# Source

J’étais dans un coma artificiel, parce que j’avais perdu la rate, il fallait qu’ils me l’enlèvent. J’avais perdu beaucoup de poids. En même temps, mes parents avaient peur que je ne parle plus, parce qu’il y avait des risques avec le trauma crânien. Ils ont mis la chanson comme ça, dans le dortoir et puis voilà, je chantais comme ça, en me réveillant. J’avais vraiment des gestes un peu… pas primaires, mais je n’étais pas encore totalement conscient. Je me suis arraché le tuyau d’intubation […], c’était assez violent. Mais, c’était presque… je revenais à la vie.
L’espagnol devient alors une langue de reconstruction.
Ma mère, quand même, elle me parlait en espagnol, dans mon lit d’hôpital, et je répondais en espagnol, encore endormi dans le coma, et moi, cette langue-là m’a vraiment marqué beaucoup.

Données enregistrées:
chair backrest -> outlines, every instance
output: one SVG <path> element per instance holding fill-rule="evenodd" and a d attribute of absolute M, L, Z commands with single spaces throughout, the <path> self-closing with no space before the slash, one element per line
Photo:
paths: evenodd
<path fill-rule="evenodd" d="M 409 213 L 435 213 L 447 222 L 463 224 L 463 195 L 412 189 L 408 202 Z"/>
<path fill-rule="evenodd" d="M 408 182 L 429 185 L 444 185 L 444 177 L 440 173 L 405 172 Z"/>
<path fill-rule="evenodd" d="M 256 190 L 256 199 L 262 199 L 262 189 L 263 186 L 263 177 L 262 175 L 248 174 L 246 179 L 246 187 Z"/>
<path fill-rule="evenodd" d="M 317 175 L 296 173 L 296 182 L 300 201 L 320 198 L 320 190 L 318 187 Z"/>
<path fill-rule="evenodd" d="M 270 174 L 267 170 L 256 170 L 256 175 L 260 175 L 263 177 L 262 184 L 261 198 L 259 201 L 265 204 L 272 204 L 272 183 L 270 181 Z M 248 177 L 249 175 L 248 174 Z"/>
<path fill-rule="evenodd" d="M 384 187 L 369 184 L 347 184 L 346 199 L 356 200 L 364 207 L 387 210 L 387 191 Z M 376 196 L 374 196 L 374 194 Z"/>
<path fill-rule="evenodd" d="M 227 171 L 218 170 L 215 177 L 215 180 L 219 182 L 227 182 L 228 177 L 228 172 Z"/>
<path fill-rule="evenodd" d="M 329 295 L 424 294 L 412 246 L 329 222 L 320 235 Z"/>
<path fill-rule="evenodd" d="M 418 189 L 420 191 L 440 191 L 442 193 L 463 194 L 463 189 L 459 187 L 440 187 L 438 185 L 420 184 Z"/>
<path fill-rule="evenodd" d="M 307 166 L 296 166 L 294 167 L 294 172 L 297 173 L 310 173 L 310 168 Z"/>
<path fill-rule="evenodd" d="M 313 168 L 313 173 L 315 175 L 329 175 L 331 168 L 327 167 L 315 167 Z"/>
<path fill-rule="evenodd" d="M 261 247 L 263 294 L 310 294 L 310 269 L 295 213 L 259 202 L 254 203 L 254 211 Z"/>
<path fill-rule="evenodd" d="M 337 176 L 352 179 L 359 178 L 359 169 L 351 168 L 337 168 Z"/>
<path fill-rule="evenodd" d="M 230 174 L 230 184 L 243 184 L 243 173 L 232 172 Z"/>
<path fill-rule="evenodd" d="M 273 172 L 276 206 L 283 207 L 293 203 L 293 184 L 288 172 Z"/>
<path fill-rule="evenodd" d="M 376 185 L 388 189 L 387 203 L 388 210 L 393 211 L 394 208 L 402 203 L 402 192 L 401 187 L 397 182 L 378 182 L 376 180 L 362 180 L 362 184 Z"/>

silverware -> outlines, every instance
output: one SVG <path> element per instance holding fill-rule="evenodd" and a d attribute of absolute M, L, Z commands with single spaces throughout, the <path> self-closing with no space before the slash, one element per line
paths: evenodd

# Consigne 1
Recopiez mot pour mot le passage du témoignage qui commence à «J’étais dans un» et se termine à «vraiment marqué beaucoup.».
# Consigne 2
Donnez sous forme de liste JSON de chaînes, avec une chaîne par ligne et sans les lignes vides, les lignes des entrées qui vont de celle contenant «silverware -> outlines, every instance» jusqu'à la fin des entrées, ces deux bornes comprises.

# Réponse complète 1
J’étais dans un coma artificiel, parce que j’avais perdu la rate, il fallait qu’ils me l’enlèvent. J’avais perdu beaucoup de poids. En même temps, mes parents avaient peur que je ne parle plus, parce qu’il y avait des risques avec le trauma crânien. Ils ont mis la chanson comme ça, dans le dortoir et puis voilà, je chantais comme ça, en me réveillant. J’avais vraiment des gestes un peu… pas primaires, mais je n’étais pas encore totalement conscient. Je me suis arraché le tuyau d’intubation […], c’était assez violent. Mais, c’était presque… je revenais à la vie.
L’espagnol devient alors une langue de reconstruction.
Ma mère, quand même, elle me parlait en espagnol, dans mon lit d’hôpital, et je répondais en espagnol, encore endormi dans le coma, et moi, cette langue-là m’a vraiment marqué beaucoup.

# Réponse complète 2
[
  "silverware -> outlines, every instance",
  "output: one SVG <path> element per instance holding fill-rule=\"evenodd\" and a d attribute of absolute M, L, Z commands with single spaces throughout, the <path> self-closing with no space before the slash, one element per line",
  "paths: evenodd"
]